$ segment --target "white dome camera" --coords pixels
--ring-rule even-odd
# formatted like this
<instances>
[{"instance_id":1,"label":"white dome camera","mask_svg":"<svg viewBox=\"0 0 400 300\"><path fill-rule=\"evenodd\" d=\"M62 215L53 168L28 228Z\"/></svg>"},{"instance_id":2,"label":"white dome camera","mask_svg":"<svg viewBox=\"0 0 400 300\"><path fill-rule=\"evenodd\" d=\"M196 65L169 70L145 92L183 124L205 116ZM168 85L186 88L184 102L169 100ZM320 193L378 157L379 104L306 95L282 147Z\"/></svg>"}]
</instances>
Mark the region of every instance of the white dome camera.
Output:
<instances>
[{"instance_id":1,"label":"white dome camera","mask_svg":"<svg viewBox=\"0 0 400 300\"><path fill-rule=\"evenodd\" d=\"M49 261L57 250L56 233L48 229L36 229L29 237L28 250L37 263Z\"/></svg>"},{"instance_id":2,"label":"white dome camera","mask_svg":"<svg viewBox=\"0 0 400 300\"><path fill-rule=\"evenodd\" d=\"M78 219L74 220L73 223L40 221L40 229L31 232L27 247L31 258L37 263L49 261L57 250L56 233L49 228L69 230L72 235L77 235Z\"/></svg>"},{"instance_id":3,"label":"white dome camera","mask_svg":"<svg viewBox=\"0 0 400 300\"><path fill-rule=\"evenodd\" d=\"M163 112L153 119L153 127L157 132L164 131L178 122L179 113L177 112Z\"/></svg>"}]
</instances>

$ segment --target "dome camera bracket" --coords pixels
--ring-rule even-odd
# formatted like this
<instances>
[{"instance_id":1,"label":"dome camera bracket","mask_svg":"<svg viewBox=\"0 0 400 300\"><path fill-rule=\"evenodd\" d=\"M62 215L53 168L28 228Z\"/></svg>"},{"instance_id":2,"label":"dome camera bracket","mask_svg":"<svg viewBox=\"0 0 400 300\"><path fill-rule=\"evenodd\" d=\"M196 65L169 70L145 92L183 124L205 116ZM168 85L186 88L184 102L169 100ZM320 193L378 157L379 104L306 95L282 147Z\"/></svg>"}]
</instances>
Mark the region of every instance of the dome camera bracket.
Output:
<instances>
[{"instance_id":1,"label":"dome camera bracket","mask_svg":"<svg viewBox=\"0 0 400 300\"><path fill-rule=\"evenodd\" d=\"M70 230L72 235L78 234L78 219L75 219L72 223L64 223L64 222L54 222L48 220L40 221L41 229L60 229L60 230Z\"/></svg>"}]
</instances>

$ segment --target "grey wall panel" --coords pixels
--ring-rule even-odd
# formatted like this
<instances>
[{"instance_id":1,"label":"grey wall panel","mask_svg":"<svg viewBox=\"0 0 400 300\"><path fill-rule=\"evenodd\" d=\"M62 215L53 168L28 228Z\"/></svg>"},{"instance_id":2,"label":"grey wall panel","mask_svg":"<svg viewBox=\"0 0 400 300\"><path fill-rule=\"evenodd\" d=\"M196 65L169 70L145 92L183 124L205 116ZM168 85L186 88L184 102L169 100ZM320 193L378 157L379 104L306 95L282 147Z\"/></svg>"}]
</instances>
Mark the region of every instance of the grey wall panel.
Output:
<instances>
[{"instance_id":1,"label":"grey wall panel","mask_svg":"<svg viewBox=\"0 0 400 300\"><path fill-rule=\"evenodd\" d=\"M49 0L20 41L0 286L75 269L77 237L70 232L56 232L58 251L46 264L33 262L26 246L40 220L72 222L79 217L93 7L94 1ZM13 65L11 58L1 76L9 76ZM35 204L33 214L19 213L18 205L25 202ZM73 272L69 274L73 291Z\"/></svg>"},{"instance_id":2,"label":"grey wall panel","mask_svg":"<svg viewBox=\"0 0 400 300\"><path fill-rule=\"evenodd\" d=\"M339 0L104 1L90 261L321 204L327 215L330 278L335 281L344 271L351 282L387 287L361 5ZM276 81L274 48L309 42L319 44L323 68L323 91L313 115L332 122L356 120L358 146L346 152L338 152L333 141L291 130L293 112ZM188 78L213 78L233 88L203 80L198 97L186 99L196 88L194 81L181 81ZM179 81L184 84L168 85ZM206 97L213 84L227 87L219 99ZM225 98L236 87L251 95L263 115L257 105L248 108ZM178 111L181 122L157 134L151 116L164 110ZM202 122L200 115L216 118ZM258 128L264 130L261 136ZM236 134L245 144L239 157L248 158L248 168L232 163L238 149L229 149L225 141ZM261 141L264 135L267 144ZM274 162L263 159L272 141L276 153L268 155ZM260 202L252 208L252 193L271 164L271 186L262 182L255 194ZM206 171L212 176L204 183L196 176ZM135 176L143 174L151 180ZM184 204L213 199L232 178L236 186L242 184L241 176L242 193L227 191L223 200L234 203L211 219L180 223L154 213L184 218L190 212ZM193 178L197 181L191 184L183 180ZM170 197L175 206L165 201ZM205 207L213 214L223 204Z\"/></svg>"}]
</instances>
☆ ☆ ☆ ☆ ☆ ☆ ☆
Exercise instructions: Copy the entries word for word.

Completed task:
$ segment --target "white dome camera" --coords pixels
--ring-rule even-odd
# formatted like this
<instances>
[{"instance_id":1,"label":"white dome camera","mask_svg":"<svg viewBox=\"0 0 400 300\"><path fill-rule=\"evenodd\" d=\"M62 215L53 168L28 228Z\"/></svg>"},{"instance_id":2,"label":"white dome camera","mask_svg":"<svg viewBox=\"0 0 400 300\"><path fill-rule=\"evenodd\" d=\"M196 65L169 70L145 92L183 124L205 116ZM168 85L186 88L184 102L169 100ZM320 193L378 157L379 104L306 95L282 147Z\"/></svg>"}]
</instances>
Mark the region of every instance of the white dome camera.
Output:
<instances>
[{"instance_id":1,"label":"white dome camera","mask_svg":"<svg viewBox=\"0 0 400 300\"><path fill-rule=\"evenodd\" d=\"M49 261L57 250L56 233L48 229L36 229L29 237L28 250L37 263Z\"/></svg>"},{"instance_id":2,"label":"white dome camera","mask_svg":"<svg viewBox=\"0 0 400 300\"><path fill-rule=\"evenodd\" d=\"M78 219L74 220L73 223L40 221L40 229L31 232L27 247L31 258L37 263L49 261L57 250L56 233L49 228L69 230L72 235L77 235Z\"/></svg>"},{"instance_id":3,"label":"white dome camera","mask_svg":"<svg viewBox=\"0 0 400 300\"><path fill-rule=\"evenodd\" d=\"M163 112L153 119L153 127L157 132L164 131L178 122L179 113L177 112Z\"/></svg>"}]
</instances>

$ segment --target "dome camera bracket" --coords pixels
--ring-rule even-odd
# formatted like this
<instances>
[{"instance_id":1,"label":"dome camera bracket","mask_svg":"<svg viewBox=\"0 0 400 300\"><path fill-rule=\"evenodd\" d=\"M62 215L53 168L28 228Z\"/></svg>"},{"instance_id":2,"label":"dome camera bracket","mask_svg":"<svg viewBox=\"0 0 400 300\"><path fill-rule=\"evenodd\" d=\"M196 65L169 70L145 92L183 124L205 116ZM168 85L186 88L184 102L169 100ZM320 193L378 157L379 104L306 95L282 147Z\"/></svg>"}]
</instances>
Mark the region of every instance of the dome camera bracket.
Output:
<instances>
[{"instance_id":1,"label":"dome camera bracket","mask_svg":"<svg viewBox=\"0 0 400 300\"><path fill-rule=\"evenodd\" d=\"M70 230L72 235L78 234L78 219L75 219L72 223L64 223L64 222L54 222L48 220L40 221L41 229L60 229L60 230Z\"/></svg>"}]
</instances>

$ segment --target "grey wall panel" --coords pixels
--ring-rule even-odd
# formatted like this
<instances>
[{"instance_id":1,"label":"grey wall panel","mask_svg":"<svg viewBox=\"0 0 400 300\"><path fill-rule=\"evenodd\" d=\"M62 215L53 168L28 228Z\"/></svg>"},{"instance_id":2,"label":"grey wall panel","mask_svg":"<svg viewBox=\"0 0 400 300\"><path fill-rule=\"evenodd\" d=\"M196 65L169 70L145 92L183 124L205 116ZM168 85L186 88L184 102L169 100ZM320 193L378 157L379 104L306 95L282 147Z\"/></svg>"}]
</instances>
Mark the region of every instance of the grey wall panel.
Output:
<instances>
[{"instance_id":1,"label":"grey wall panel","mask_svg":"<svg viewBox=\"0 0 400 300\"><path fill-rule=\"evenodd\" d=\"M49 0L20 41L0 286L75 269L77 237L70 232L56 232L58 251L46 264L33 262L26 246L40 220L72 222L79 217L93 7L94 1ZM13 65L11 58L1 76L9 76ZM35 204L33 214L19 213L18 205L25 202ZM73 272L69 274L73 291Z\"/></svg>"},{"instance_id":2,"label":"grey wall panel","mask_svg":"<svg viewBox=\"0 0 400 300\"><path fill-rule=\"evenodd\" d=\"M339 0L104 1L90 261L321 204L327 215L330 278L335 281L344 271L351 282L387 287L361 5ZM276 81L274 48L309 42L319 44L323 68L323 91L313 115L332 122L356 120L358 146L346 152L338 152L333 141L291 130L293 112ZM188 78L213 78L233 88L203 80L198 97L186 99L196 88L194 81L181 81ZM179 81L184 84L168 85ZM206 97L213 84L227 87L219 99ZM225 98L236 87L251 95L263 115L257 105L248 108ZM178 111L181 122L157 134L151 116L164 110ZM202 122L200 115L216 118ZM258 128L264 130L261 136ZM236 134L245 144L239 157L248 158L248 168L232 163L238 149L229 149L225 141ZM261 141L264 135L267 144ZM274 162L263 159L272 141L276 153L268 155ZM260 202L252 208L252 193L271 164L271 186L262 182L255 194ZM206 171L212 176L204 183L196 176ZM135 176L143 174L151 180ZM184 204L213 199L232 178L236 186L242 184L241 176L242 193L227 191L223 200L234 203L211 219L180 223L154 213L184 218L190 212ZM193 178L197 181L191 184L183 180ZM170 197L175 206L165 201ZM205 207L213 214L223 204Z\"/></svg>"}]
</instances>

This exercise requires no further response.